*Data to examine*.

══════════════════════════════

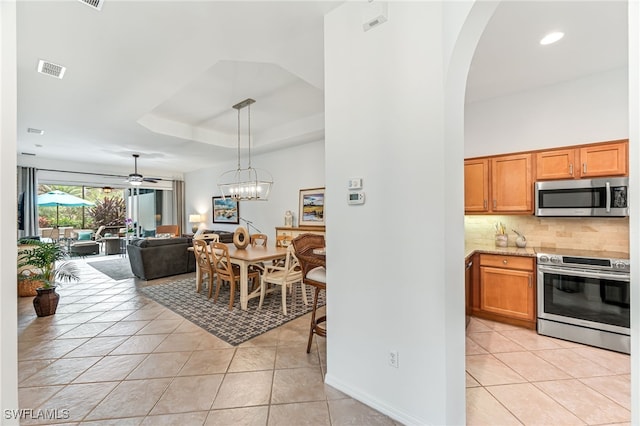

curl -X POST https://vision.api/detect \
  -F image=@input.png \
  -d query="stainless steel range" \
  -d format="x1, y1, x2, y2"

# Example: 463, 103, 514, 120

══════════════════════════════

*Task details*.
Wherever an image appears in the data, omit it and repeat everything else exactly.

*Solution*.
curl -X POST https://vision.api/detect \
  -F image=@input.png \
  -d query="stainless steel range" \
  -d format="x1, y1, x2, y2"

# Example: 463, 103, 514, 120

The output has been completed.